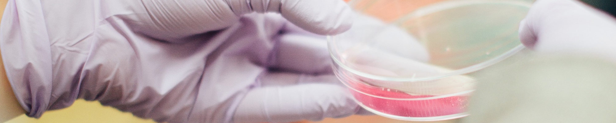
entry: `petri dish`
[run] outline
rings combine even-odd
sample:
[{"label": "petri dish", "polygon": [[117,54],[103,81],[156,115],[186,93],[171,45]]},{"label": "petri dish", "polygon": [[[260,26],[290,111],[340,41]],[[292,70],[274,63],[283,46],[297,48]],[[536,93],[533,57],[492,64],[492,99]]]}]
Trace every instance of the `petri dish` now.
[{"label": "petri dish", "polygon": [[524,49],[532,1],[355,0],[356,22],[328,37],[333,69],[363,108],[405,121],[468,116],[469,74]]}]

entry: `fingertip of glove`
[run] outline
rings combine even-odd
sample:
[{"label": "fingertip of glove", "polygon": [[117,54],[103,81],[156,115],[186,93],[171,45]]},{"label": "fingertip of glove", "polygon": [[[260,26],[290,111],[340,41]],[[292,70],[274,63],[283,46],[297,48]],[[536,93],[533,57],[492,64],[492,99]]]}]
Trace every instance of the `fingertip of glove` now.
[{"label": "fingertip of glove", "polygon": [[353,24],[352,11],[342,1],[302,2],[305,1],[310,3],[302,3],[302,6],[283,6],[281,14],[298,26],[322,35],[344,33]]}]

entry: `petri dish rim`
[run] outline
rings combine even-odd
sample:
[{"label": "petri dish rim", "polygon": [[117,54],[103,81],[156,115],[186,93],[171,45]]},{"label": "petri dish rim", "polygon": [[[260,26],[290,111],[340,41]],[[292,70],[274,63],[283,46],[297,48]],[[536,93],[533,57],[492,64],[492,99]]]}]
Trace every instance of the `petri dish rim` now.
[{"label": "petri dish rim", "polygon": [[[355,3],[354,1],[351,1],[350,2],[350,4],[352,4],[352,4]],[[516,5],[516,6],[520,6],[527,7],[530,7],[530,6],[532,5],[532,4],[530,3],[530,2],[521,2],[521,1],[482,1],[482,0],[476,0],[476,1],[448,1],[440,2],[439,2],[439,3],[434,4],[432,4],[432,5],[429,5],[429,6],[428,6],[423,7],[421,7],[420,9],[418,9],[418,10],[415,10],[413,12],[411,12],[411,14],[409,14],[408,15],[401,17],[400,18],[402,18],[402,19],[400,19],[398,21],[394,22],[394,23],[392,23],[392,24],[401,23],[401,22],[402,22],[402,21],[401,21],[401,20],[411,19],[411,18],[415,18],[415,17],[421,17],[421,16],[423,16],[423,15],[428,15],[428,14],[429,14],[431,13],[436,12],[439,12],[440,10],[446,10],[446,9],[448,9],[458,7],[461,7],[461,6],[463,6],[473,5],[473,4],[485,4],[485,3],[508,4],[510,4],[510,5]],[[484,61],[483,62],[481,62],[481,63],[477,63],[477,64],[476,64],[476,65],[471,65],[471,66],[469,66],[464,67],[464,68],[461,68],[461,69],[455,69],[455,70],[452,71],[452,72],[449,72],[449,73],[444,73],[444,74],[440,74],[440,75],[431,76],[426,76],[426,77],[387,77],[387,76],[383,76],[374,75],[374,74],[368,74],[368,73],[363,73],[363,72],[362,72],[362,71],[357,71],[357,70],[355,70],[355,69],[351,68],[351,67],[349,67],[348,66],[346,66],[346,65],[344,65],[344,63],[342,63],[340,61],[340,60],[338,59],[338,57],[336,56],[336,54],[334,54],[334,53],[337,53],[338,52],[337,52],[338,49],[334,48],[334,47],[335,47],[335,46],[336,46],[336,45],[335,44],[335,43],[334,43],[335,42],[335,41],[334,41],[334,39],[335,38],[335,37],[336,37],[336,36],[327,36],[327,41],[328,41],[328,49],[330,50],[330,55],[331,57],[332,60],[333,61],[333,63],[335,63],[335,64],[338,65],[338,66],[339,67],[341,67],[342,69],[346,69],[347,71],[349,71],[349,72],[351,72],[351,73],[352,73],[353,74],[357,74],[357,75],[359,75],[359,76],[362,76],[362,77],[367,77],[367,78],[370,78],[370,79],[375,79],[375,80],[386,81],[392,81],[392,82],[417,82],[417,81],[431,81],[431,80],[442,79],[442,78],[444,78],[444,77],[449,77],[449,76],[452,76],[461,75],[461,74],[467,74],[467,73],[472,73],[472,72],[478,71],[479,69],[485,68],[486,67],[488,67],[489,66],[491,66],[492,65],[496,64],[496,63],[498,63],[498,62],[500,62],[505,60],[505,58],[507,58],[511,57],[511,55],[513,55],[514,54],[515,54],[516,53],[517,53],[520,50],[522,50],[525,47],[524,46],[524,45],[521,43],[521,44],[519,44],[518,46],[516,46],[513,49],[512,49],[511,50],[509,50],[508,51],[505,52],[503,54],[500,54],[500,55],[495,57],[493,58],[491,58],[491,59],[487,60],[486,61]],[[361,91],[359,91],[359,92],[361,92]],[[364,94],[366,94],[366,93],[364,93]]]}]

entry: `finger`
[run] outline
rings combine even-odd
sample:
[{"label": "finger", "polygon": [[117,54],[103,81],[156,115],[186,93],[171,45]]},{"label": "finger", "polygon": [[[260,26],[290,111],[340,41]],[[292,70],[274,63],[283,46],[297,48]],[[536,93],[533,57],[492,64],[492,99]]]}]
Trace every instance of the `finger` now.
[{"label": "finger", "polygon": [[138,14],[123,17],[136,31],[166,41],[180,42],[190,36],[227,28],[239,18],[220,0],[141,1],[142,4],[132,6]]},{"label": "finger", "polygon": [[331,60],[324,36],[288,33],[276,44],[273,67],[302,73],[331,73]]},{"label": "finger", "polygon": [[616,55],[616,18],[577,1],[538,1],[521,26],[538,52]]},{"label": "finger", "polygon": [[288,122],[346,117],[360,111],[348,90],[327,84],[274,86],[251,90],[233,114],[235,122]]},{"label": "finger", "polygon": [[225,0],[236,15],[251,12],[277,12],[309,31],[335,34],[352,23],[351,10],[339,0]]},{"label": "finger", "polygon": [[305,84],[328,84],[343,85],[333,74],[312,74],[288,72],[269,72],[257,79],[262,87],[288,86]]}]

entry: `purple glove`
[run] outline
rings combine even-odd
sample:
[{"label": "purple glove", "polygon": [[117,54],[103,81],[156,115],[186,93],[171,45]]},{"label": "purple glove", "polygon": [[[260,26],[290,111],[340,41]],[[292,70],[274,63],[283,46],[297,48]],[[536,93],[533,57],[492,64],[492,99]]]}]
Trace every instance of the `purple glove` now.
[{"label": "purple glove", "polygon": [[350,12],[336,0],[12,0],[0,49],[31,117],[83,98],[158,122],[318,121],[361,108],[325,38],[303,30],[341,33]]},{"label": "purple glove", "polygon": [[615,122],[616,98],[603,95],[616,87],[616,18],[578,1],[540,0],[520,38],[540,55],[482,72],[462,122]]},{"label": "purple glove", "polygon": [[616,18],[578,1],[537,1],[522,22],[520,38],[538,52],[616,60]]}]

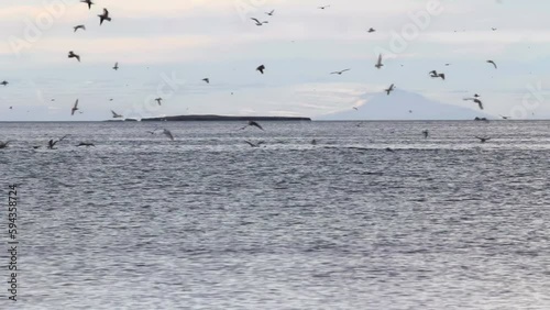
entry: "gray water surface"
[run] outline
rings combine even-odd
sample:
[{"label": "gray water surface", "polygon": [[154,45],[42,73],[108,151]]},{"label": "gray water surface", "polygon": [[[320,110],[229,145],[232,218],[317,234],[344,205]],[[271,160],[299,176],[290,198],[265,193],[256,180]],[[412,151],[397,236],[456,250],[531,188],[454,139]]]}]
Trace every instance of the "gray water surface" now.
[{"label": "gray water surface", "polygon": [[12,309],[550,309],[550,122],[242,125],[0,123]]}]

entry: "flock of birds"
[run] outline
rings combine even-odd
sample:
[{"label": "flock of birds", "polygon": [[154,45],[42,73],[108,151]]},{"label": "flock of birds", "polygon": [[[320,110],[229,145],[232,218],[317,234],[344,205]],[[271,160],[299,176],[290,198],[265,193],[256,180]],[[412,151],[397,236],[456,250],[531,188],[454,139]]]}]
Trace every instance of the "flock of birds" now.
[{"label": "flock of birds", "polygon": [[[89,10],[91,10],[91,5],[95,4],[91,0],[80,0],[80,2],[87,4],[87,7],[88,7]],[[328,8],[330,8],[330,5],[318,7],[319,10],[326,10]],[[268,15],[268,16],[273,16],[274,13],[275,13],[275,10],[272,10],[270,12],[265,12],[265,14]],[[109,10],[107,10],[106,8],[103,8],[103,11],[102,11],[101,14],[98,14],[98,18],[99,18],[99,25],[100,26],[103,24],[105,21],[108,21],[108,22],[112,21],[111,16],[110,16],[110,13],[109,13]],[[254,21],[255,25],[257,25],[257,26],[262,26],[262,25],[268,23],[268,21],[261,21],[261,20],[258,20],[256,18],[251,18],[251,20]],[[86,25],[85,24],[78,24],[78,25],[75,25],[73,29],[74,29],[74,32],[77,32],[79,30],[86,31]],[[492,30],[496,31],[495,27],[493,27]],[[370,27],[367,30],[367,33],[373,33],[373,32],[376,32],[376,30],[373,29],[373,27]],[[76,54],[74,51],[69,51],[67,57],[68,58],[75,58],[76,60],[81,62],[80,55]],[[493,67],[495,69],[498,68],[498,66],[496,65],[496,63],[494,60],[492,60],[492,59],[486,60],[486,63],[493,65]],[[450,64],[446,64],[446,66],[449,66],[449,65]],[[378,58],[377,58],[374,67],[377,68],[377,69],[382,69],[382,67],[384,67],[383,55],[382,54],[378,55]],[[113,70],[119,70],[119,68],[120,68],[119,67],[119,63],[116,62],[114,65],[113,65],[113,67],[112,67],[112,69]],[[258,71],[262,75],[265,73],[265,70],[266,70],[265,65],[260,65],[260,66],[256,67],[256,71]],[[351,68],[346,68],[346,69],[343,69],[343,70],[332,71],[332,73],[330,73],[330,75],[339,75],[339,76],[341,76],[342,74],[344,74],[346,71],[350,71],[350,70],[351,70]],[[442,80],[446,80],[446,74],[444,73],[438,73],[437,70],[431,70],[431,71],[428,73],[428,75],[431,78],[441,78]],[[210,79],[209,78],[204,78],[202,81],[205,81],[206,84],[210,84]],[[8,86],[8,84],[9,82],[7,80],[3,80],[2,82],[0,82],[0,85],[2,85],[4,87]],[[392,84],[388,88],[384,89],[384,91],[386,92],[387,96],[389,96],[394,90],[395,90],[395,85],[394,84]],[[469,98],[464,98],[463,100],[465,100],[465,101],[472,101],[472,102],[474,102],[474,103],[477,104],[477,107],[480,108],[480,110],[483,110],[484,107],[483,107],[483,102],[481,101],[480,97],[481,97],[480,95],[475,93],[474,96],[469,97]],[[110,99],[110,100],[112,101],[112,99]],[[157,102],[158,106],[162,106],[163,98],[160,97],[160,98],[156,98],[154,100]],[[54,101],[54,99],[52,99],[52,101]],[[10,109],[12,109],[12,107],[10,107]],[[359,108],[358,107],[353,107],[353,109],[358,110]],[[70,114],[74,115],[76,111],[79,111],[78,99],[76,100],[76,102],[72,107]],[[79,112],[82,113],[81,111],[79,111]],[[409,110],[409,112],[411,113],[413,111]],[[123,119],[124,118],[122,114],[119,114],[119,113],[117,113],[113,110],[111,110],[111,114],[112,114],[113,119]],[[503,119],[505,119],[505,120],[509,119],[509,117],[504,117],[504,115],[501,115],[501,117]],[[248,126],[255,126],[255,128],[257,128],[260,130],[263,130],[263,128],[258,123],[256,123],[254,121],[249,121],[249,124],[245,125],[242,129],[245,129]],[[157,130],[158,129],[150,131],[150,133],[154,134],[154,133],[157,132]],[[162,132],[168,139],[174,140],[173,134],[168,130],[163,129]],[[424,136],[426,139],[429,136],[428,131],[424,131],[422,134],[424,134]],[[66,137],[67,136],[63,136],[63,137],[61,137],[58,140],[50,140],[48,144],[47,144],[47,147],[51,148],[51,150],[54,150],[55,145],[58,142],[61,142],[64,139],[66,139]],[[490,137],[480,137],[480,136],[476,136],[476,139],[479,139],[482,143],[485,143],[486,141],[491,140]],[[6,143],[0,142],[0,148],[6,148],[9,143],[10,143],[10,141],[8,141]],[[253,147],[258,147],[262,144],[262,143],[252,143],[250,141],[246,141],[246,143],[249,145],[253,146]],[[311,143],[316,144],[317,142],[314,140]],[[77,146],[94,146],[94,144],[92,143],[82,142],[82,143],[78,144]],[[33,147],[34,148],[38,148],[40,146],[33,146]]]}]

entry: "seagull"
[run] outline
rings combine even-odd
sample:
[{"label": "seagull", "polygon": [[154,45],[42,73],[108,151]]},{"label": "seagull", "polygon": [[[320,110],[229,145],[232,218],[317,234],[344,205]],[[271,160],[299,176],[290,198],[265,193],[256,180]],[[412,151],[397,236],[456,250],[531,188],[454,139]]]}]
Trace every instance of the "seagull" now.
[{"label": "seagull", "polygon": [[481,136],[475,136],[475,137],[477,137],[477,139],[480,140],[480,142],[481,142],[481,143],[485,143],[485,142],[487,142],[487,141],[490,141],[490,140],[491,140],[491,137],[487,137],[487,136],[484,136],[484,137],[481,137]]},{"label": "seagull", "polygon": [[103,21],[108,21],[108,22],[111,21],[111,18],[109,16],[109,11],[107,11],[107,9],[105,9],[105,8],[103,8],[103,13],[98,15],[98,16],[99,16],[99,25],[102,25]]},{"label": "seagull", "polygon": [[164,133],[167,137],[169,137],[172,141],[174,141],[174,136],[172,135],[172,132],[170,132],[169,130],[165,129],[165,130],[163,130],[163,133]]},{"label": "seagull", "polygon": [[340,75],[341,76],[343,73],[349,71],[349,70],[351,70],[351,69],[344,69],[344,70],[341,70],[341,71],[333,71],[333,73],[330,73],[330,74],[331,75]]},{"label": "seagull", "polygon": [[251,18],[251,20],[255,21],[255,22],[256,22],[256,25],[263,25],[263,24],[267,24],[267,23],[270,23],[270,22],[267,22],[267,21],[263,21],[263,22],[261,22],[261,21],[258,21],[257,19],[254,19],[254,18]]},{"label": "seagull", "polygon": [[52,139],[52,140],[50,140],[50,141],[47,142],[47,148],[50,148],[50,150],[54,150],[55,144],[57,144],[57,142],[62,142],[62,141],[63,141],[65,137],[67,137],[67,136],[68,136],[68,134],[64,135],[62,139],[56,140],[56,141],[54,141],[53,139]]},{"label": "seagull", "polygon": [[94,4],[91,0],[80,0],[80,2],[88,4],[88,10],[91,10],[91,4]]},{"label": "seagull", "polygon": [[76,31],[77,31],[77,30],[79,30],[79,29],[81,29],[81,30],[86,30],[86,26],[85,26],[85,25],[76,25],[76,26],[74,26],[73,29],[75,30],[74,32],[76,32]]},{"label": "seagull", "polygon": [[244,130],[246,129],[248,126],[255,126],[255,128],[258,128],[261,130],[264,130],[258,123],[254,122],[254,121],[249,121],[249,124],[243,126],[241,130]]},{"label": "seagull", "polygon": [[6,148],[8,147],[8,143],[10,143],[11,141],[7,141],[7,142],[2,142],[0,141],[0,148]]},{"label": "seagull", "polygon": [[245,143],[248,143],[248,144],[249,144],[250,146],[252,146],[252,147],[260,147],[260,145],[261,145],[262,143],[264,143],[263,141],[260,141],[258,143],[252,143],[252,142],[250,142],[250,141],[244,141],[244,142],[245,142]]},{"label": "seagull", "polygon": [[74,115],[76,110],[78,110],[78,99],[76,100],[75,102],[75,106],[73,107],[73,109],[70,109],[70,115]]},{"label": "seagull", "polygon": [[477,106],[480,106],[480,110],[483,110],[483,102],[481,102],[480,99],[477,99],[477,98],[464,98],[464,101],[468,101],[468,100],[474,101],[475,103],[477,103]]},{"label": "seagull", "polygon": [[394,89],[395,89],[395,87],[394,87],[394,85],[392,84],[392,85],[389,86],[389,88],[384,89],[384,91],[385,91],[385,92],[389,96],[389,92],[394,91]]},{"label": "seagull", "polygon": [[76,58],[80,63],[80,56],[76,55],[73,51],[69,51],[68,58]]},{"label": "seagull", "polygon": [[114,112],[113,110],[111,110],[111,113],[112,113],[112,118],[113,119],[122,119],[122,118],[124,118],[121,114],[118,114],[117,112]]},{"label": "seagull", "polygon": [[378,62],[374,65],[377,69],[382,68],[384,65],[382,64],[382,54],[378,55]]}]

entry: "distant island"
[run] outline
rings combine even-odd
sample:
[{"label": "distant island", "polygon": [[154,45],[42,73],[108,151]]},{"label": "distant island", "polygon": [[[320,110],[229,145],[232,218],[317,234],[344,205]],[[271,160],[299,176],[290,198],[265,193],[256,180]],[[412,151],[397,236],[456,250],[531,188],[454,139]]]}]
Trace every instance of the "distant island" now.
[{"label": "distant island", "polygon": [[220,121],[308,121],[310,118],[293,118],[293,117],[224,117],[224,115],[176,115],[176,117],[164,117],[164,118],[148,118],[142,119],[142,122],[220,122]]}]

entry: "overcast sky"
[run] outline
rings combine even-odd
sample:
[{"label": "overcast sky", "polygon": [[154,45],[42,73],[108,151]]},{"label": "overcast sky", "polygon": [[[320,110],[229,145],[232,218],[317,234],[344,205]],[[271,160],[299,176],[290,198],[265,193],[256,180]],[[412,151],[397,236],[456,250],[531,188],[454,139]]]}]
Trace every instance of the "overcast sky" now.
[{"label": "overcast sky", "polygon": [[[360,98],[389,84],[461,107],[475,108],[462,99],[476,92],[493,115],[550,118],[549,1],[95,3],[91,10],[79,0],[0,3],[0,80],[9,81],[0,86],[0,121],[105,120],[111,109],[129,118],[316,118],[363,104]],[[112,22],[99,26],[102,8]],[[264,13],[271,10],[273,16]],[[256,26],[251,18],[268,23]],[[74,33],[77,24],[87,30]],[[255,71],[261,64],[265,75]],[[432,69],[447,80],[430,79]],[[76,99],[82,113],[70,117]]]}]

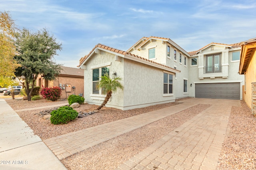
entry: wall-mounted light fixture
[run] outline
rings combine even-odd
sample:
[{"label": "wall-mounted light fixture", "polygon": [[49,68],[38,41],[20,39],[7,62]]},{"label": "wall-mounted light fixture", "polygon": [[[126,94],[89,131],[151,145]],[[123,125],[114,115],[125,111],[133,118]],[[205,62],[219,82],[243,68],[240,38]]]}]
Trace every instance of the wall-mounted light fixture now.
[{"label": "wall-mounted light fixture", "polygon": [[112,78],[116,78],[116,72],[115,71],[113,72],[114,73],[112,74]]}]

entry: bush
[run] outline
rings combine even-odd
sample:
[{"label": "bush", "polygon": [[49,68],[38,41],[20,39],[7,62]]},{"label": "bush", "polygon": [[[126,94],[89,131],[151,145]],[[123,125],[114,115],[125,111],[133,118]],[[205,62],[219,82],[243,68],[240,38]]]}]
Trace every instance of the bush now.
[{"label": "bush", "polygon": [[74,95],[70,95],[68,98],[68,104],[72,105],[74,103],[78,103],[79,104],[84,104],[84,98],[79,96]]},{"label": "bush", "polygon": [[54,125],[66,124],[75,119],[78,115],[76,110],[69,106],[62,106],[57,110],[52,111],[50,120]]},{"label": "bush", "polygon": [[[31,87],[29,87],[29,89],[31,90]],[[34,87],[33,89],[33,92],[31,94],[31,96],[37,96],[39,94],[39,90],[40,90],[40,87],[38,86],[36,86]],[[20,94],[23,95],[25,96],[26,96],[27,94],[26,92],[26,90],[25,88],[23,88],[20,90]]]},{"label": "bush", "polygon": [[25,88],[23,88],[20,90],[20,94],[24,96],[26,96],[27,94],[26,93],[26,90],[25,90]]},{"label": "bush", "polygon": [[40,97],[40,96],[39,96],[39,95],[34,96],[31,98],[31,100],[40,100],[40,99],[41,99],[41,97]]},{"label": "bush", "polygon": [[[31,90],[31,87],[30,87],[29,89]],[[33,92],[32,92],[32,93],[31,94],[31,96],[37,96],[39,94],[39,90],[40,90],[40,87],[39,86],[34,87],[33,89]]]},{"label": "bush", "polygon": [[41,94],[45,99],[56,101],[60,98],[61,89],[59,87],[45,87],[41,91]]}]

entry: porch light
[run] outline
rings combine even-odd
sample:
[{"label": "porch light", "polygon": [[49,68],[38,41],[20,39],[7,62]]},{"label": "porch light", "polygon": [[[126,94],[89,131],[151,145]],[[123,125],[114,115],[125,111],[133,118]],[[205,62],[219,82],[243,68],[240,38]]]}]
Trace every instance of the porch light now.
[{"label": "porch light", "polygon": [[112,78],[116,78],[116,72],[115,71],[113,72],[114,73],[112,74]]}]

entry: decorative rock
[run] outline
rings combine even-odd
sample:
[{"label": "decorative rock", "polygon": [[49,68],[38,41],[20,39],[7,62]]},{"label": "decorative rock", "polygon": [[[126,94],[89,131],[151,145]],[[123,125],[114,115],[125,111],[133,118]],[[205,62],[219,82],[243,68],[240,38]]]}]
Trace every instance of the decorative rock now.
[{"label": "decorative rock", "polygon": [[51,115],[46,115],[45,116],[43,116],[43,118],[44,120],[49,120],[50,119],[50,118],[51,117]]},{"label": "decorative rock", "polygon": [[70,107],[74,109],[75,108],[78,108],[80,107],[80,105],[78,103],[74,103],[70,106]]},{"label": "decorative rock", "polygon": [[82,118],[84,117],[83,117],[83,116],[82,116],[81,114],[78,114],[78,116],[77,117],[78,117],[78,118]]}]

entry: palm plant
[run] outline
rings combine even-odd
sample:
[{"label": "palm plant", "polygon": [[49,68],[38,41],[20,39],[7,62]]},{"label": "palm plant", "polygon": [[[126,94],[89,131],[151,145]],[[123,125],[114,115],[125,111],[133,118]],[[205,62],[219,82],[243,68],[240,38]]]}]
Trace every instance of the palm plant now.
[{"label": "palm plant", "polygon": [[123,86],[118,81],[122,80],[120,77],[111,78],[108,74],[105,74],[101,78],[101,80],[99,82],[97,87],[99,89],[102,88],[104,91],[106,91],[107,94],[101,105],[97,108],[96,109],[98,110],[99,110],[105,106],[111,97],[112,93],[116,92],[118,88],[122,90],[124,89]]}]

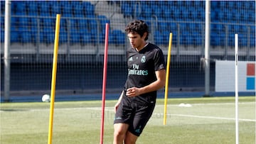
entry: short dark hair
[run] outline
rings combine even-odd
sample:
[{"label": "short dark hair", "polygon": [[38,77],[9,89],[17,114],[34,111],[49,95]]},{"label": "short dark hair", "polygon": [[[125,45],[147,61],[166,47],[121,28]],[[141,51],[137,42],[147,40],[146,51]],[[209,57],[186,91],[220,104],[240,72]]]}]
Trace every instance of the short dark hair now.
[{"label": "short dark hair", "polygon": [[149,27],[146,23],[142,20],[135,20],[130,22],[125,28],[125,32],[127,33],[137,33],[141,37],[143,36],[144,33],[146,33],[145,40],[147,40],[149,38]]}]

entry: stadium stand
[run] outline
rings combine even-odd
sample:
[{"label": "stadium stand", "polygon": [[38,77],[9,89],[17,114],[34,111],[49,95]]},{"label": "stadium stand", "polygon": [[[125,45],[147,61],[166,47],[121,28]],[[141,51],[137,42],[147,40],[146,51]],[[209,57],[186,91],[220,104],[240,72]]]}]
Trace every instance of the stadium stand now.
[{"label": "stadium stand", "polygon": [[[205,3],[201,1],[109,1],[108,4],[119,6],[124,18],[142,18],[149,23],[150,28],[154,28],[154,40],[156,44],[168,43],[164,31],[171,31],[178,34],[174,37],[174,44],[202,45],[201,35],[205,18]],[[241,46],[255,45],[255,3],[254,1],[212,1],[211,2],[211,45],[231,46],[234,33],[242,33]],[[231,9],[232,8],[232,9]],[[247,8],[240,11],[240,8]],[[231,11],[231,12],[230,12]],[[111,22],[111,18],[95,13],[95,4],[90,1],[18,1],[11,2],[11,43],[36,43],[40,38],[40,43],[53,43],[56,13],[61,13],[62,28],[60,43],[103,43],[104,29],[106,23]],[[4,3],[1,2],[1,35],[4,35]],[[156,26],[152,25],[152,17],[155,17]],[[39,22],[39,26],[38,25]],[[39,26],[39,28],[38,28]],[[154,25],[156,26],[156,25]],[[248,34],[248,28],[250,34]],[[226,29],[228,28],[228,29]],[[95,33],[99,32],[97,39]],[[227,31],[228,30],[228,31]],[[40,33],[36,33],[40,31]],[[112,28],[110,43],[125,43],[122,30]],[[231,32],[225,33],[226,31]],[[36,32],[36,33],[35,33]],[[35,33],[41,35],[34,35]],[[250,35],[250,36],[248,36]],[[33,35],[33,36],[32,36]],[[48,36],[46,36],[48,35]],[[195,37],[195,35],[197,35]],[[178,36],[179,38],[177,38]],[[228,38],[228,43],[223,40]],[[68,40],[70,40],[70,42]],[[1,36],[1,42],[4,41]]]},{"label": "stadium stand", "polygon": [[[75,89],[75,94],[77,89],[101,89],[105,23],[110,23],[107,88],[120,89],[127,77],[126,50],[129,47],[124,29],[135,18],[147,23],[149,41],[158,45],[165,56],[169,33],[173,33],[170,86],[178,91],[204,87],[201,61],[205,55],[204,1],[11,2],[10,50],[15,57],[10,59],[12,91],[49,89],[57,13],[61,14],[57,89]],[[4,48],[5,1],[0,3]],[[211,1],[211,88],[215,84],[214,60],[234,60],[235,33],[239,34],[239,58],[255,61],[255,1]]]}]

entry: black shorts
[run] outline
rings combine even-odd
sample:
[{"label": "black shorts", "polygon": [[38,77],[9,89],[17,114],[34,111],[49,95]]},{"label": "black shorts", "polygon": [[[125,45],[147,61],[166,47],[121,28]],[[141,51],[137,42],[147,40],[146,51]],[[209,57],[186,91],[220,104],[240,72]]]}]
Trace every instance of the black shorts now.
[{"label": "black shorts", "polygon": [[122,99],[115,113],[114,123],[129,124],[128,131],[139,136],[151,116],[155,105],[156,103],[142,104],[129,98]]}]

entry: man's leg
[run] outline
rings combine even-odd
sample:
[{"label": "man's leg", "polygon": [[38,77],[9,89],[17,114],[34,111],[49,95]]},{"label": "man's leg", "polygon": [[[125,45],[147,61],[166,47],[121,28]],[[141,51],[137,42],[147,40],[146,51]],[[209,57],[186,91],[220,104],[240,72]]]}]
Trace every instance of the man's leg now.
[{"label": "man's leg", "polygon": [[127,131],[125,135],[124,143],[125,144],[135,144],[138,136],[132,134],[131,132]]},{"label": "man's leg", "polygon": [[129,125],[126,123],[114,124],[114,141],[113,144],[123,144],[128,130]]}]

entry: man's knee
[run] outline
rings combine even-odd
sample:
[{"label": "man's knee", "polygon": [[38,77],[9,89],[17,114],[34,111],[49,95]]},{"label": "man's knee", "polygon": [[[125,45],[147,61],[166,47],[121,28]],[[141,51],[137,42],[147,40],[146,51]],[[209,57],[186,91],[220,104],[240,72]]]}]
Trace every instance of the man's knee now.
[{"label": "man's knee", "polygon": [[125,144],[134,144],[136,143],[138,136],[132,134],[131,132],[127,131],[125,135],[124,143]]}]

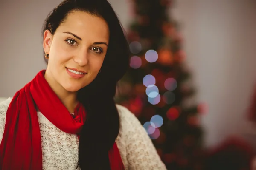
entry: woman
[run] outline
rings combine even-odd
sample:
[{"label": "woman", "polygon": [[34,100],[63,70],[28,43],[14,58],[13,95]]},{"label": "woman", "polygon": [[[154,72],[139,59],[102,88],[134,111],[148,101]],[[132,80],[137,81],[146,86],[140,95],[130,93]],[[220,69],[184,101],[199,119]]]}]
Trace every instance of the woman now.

-*-*-

TASK INSTRUCTIONS >>
Convert the listing lines from the line with "entry: stadium stand" to the line with "Trace every instance of the stadium", both included, into a Markdown table with the columns Row and Listing Line, skipping any blank lines.

OUTPUT FOR THIS EXERCISE >>
| Row | Listing Line |
|---|---|
| 1 | entry: stadium stand |
| 2 | [run] outline |
| 3 | rings combine even-odd |
| 4 | sample: |
| 5 | [{"label": "stadium stand", "polygon": [[38,77],[9,89],[17,114],[34,111],[49,95]]},{"label": "stadium stand", "polygon": [[[125,45],[147,61],[166,47],[121,28]],[[141,51],[137,42],[147,40],[146,51]],[[209,57],[186,91],[220,104],[240,72]]]}] |
| 6 | Trace every instance of the stadium stand now. |